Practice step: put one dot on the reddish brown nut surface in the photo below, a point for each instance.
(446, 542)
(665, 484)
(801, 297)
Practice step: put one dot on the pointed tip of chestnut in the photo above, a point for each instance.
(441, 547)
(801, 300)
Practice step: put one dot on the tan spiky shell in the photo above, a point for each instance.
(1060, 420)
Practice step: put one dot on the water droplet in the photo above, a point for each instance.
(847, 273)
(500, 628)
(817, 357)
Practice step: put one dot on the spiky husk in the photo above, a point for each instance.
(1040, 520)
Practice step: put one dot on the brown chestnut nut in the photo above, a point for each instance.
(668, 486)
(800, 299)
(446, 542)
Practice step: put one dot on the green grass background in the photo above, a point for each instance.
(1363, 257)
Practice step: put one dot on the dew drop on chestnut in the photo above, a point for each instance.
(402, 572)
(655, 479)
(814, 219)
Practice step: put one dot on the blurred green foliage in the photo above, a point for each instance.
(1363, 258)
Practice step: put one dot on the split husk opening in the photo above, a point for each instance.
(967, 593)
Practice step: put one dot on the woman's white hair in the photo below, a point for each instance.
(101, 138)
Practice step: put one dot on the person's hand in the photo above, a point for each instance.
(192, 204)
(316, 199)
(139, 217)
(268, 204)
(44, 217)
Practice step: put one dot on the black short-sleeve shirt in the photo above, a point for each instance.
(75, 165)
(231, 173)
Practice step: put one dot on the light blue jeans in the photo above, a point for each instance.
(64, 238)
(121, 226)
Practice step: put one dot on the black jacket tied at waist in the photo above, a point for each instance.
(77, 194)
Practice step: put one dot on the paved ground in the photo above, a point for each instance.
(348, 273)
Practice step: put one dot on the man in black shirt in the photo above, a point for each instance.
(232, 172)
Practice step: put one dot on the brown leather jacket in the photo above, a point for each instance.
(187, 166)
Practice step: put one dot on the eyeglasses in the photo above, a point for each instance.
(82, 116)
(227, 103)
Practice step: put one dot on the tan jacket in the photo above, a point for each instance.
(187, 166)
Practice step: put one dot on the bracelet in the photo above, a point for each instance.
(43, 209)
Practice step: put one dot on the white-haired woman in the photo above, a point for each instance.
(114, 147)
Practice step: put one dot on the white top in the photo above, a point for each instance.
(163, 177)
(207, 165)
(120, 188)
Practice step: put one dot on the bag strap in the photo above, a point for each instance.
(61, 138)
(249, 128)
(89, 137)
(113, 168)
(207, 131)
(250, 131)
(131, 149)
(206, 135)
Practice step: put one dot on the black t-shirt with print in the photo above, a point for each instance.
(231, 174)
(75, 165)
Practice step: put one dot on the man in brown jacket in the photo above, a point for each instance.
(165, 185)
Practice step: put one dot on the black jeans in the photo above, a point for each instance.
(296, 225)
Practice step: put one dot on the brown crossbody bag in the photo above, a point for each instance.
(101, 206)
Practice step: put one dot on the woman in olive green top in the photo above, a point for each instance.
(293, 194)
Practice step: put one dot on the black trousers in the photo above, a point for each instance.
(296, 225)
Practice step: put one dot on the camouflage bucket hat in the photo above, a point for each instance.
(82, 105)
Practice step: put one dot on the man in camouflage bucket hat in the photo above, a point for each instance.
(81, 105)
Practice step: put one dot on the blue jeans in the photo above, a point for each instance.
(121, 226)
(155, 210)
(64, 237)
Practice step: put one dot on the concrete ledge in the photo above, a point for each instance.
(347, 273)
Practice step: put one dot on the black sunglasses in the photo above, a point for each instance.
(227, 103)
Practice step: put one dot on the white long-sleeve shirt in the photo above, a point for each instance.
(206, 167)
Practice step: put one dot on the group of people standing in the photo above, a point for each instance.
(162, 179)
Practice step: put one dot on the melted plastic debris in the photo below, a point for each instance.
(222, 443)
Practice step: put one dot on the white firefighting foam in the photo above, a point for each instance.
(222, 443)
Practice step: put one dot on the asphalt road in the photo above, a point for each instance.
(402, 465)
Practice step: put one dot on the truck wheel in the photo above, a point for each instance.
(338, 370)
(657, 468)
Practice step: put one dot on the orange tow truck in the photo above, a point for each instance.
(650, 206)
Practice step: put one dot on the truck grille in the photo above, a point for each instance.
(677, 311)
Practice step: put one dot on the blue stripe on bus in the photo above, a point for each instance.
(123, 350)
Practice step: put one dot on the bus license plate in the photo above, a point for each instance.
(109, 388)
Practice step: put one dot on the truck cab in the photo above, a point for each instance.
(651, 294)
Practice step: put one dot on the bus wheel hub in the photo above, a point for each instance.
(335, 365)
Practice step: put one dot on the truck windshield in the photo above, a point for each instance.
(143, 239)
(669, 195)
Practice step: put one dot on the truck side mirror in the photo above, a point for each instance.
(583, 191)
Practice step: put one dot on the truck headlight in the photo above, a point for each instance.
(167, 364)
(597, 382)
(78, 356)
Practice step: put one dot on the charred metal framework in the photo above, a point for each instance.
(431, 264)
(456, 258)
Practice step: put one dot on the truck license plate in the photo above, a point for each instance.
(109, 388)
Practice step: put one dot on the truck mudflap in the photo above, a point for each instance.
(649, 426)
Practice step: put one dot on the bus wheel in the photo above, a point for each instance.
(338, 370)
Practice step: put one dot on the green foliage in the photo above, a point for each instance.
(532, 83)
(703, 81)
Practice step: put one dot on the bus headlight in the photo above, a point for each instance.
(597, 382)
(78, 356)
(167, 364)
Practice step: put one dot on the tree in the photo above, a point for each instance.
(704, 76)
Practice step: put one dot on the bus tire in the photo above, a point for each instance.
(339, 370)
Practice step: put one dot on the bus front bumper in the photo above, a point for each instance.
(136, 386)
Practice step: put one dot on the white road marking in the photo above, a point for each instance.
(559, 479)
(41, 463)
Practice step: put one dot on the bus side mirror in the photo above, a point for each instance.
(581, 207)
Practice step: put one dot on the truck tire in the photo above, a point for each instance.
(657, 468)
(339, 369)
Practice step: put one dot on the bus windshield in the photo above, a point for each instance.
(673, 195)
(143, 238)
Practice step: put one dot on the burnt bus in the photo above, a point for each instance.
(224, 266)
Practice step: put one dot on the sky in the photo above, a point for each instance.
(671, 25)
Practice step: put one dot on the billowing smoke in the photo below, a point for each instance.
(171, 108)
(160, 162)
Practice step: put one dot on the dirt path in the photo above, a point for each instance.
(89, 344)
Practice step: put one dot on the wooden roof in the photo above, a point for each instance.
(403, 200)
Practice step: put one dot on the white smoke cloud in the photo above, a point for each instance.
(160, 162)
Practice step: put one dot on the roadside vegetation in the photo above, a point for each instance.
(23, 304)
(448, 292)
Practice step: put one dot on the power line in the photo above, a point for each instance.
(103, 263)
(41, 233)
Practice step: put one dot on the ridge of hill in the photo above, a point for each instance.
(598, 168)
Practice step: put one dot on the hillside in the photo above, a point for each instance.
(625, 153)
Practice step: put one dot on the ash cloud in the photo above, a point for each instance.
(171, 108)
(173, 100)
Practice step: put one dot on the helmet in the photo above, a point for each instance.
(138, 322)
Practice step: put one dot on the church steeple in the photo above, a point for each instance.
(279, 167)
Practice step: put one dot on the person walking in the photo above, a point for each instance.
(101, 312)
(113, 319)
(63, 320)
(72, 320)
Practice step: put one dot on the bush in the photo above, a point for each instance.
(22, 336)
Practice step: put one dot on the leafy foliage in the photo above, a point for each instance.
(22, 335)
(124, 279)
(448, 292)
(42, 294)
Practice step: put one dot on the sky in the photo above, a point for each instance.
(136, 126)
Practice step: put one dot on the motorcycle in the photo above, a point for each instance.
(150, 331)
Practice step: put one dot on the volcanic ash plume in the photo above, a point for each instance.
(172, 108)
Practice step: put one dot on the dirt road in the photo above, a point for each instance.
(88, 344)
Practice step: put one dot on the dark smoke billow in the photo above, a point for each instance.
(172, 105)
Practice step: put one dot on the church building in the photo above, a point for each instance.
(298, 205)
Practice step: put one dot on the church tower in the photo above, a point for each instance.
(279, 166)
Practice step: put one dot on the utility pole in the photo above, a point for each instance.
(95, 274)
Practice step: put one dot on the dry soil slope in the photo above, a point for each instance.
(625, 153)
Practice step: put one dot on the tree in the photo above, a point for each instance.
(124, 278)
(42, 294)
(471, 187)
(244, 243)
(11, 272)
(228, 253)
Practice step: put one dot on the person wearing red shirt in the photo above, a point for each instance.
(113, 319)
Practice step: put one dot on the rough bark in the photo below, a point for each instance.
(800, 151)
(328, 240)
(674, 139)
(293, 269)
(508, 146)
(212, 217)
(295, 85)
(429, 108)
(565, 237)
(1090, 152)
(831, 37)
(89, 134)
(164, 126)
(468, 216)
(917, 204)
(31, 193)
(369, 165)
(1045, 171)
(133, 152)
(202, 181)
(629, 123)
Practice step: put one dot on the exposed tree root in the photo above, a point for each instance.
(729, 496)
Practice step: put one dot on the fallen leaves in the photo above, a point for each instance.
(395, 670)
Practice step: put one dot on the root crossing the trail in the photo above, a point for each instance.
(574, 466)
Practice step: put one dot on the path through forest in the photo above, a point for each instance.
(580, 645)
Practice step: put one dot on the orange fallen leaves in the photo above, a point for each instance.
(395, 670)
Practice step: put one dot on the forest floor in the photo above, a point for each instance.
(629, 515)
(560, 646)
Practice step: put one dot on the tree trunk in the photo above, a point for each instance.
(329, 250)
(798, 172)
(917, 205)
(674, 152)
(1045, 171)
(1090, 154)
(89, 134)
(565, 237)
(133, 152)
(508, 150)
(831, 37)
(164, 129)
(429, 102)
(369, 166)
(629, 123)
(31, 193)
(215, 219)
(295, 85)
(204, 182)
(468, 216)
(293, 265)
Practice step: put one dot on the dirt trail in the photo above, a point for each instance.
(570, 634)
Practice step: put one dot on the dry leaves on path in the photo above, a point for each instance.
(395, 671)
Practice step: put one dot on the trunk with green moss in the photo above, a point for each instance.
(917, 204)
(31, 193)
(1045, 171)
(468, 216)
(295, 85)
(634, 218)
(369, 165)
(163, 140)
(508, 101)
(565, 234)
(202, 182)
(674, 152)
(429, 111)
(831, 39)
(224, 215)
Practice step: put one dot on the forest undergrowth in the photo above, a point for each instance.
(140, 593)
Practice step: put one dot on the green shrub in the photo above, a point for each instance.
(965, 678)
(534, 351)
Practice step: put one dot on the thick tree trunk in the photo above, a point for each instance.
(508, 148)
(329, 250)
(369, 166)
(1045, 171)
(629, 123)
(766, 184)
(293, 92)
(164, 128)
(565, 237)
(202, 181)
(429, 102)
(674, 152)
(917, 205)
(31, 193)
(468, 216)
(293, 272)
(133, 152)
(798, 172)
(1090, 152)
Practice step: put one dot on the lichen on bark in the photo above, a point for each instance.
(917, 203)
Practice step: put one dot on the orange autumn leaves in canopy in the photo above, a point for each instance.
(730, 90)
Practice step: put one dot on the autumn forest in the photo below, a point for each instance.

Aim of the exercise: Your reply should consist only of the lines running from the line with "Practice step: put one dot on the thick" to the end of the listing, retyped exactly.

Expected output:
Practice step: put one dot on the thick tree trunk in the photo above, a point for each instance.
(508, 148)
(329, 250)
(369, 166)
(1045, 171)
(629, 123)
(766, 184)
(293, 92)
(164, 128)
(565, 237)
(202, 181)
(429, 102)
(674, 152)
(917, 205)
(31, 193)
(468, 216)
(293, 272)
(133, 152)
(798, 172)
(1090, 152)
Practice step: put one dot on the lichen on bark in the photo above, a point for each instance.
(917, 203)
Practice step: put one dot on the orange autumn leaves in canopy in the photo above, a point for each instance.
(730, 90)
Practice step: put one dot on the autumn forest in the photo below, a point for each instance.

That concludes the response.